EXERCISE DESCRIPTION: In your copy, reproduce the entries exactly as they are, minus the images.

RECORDS SHOWN:
Segment Open
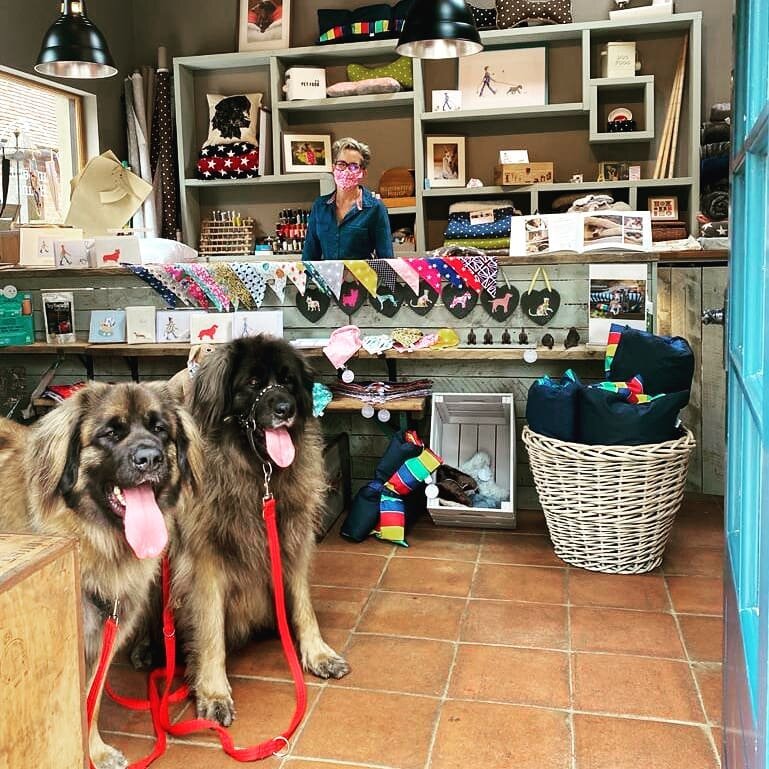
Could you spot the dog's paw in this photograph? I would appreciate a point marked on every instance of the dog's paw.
(216, 708)
(328, 665)
(109, 758)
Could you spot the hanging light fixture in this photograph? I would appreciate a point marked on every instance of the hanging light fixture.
(439, 29)
(74, 47)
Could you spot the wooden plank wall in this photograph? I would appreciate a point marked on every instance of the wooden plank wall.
(682, 295)
(367, 441)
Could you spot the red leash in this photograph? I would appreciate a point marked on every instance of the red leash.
(158, 703)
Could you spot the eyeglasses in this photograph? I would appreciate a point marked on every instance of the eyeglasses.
(342, 165)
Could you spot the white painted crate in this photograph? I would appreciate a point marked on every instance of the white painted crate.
(461, 425)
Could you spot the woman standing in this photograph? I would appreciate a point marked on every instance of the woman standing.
(350, 223)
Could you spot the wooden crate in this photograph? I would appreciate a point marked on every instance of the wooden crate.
(461, 425)
(42, 711)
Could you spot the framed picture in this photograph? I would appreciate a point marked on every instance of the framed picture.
(494, 79)
(303, 153)
(263, 24)
(613, 172)
(445, 161)
(664, 208)
(447, 101)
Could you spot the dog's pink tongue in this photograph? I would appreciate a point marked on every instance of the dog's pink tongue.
(280, 447)
(144, 524)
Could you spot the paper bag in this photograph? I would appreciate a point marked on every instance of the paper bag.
(105, 196)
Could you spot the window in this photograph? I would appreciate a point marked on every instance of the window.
(43, 135)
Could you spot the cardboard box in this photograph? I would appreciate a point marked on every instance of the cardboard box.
(524, 173)
(42, 684)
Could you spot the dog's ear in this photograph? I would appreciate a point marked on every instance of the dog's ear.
(212, 389)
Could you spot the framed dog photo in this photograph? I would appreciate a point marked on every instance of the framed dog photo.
(663, 208)
(303, 153)
(445, 161)
(263, 24)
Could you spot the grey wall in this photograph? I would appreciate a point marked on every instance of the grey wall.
(135, 28)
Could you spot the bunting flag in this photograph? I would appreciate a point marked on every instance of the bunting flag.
(295, 272)
(447, 272)
(363, 273)
(387, 276)
(485, 268)
(327, 275)
(227, 279)
(464, 272)
(406, 272)
(252, 279)
(427, 272)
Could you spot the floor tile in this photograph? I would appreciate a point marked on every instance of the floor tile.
(520, 583)
(507, 674)
(621, 743)
(697, 595)
(369, 727)
(398, 664)
(422, 616)
(516, 624)
(634, 591)
(625, 632)
(710, 679)
(521, 549)
(636, 686)
(428, 575)
(476, 734)
(437, 542)
(347, 569)
(703, 637)
(694, 561)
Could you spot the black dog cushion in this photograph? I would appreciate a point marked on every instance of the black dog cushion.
(607, 419)
(233, 119)
(528, 13)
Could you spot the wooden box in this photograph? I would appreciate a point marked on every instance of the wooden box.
(524, 173)
(42, 681)
(461, 425)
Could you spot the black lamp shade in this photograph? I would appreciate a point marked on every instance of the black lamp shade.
(439, 29)
(74, 47)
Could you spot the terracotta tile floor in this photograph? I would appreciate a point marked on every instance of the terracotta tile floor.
(482, 649)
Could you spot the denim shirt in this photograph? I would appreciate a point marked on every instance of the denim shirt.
(365, 229)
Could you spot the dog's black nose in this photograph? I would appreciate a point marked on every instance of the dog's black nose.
(147, 458)
(283, 409)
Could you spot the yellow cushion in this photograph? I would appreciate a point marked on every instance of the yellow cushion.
(400, 69)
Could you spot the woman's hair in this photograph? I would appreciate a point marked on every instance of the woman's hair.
(348, 143)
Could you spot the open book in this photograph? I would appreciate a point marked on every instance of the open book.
(580, 232)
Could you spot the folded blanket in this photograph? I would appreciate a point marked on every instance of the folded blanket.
(461, 225)
(715, 205)
(715, 132)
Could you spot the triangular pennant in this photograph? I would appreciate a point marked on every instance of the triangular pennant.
(447, 272)
(331, 273)
(427, 272)
(363, 273)
(406, 272)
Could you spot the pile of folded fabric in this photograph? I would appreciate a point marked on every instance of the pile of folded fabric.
(483, 224)
(714, 178)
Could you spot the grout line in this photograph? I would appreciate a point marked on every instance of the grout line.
(457, 643)
(700, 698)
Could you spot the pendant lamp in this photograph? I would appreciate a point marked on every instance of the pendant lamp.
(439, 29)
(74, 47)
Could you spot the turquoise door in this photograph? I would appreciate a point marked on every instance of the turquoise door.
(747, 496)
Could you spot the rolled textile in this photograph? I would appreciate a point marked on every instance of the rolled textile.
(715, 204)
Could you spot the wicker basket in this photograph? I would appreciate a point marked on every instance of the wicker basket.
(609, 508)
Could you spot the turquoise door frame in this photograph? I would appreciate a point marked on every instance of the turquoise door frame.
(747, 493)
Segment Closed
YOUR SOLUTION:
Could you spot the dog's paw in this photograph? I would appreciate a point marked on every instance of the dog's paw.
(216, 708)
(328, 665)
(109, 758)
Could you spot the hanging light fixture in this photograph? I would appreciate a point marked on every instance of the hanging light fixture.
(439, 29)
(74, 47)
Could you spot the wooden plank wall in this photograph? I would appreciate a point marked on every instance of the wooden plank wall.
(682, 295)
(367, 441)
Could you spot the red leash in this photograph? I would appreciate a point marked on every instance of the red leash.
(158, 703)
Could you spot the eyeglasses in this photograph? I would appreciate a point marked on every instance of the eyeglasses.
(342, 165)
Could you spot the white painted crate in this photograph? I would appreciate a point marked on every instance of the white painted crate.
(461, 425)
Could you spot the woman standing in this photograph? I would appreciate a point marked on every instance of the woman standing.
(350, 223)
Could you spot the wooden crate in this photograph? I would appreciate a point marked on every instance of the wooden crate.
(461, 425)
(42, 711)
Could you spot the framed picture in this photograph? I would appreciate a point marked on every instance of the framed picture.
(494, 79)
(303, 153)
(263, 24)
(613, 172)
(445, 161)
(664, 208)
(447, 101)
Could you spot the dog's pink tongue in this photograph? I would appreciate a point marked on every instance of the dog's pink tongue.
(280, 447)
(144, 524)
Could you spot the paper bag in this photograph? I would appreciate a point marked on every instance of the paper bag.
(105, 196)
Could you spot the window in this photograph? I would appreciate a point marked on every instance of the window.
(43, 135)
Could you spot the cardboard box in this photograph? I would appreciate a point marked on every instance of the cardboard box.
(524, 173)
(42, 684)
Could you spot the dog's ear in this photograph? I would appreciate a point marked on every instance of the dog's ear.
(212, 389)
Could you spot the framed dog photo in this photograph? I would appreciate a point marked on every instance of the framed dog photo.
(663, 208)
(303, 153)
(445, 161)
(263, 24)
Could you spot the grey wall in this photograph? I would appreciate a point marked on every instance of the grey wall.
(135, 28)
Could you spot the bunting flag in this photograph? I would appreciate a point marked on every instance of the bunting flag.
(295, 272)
(447, 272)
(363, 273)
(387, 276)
(485, 268)
(327, 275)
(227, 279)
(464, 272)
(406, 272)
(252, 279)
(427, 272)
Could you spot the floor tile in this photograph? I would appreciate a point marked on every instance of the floor tile.
(520, 583)
(507, 674)
(621, 743)
(697, 595)
(369, 727)
(398, 664)
(422, 616)
(516, 624)
(634, 591)
(625, 632)
(710, 679)
(521, 549)
(636, 686)
(428, 575)
(476, 734)
(437, 542)
(347, 569)
(703, 637)
(694, 561)
Could you spot the black dog cushion in this photograph? I would appreciate a point marked on every instance of the black dog cushion.
(607, 419)
(233, 119)
(528, 13)
Could you spot the wooden box in this photograph? I would appreciate a point marked on every instance of the wooden box.
(524, 173)
(42, 681)
(461, 425)
Could you spot the black lamp shade in this photograph? I would appreciate a point marked on every instance of the black lamp shade.
(439, 29)
(74, 47)
Could you spot the terracotta tile floor in this photograph? I would appreciate a point marked on every instance of the terracotta tile floor.
(482, 649)
Could you spot the denim shirt in this photograph? I would appreciate a point marked on every instance of the denim shirt.
(365, 229)
Could you spot the dog's black nose in this photograph? I would appreciate a point marked on every instance of the dog's black nose.
(147, 458)
(283, 409)
Could you spot the yellow cushion in this photograph? I would appreciate a point marked on every instance of the yellow cushion.
(400, 69)
Could you spot the woman's hair in this photograph? I would appreciate a point marked on every instance of the woman's hair.
(348, 143)
Could you spot the open book in this photograph? I would appreciate a point marked on every instance of the open book.
(580, 232)
Could you spot the folded blanket in this photograph? I would appreciate a point marked on every instance of the folded blanket.
(461, 225)
(715, 205)
(715, 132)
Could you spot the triangular pennant in this photograph? I would appreciate a point marked on every instance of the triangular pennant.
(447, 272)
(331, 273)
(427, 272)
(363, 273)
(406, 272)
Could you spot the pile of folded fabric in this photograph? I would appreciate a point marked on every instance of the pile of folded fabric.
(483, 224)
(714, 178)
Could you spot the grout line in this photograph? I would appreciate a point marked on every instance of the grout line.
(457, 643)
(700, 698)
Could you spot the pendant lamp in this photograph? I would appreciate a point marked on every instance of the pendant lamp.
(439, 29)
(74, 47)
Could you spot the turquoise door in this photograph? I would appreciate a point marked on every instance of the turquoise door.
(747, 496)
Could you spot the rolled textile in this photograph? I would appreciate a point marked on every instance of the rolled textile.
(715, 204)
Could you spot the wicker basket in this photograph? I would appreciate a point marked on every instance of the wicker basket.
(609, 508)
Could you spot the turquoise door frame in this photograph? I would appreciate a point marked on every instance of the turquoise door frame.
(747, 493)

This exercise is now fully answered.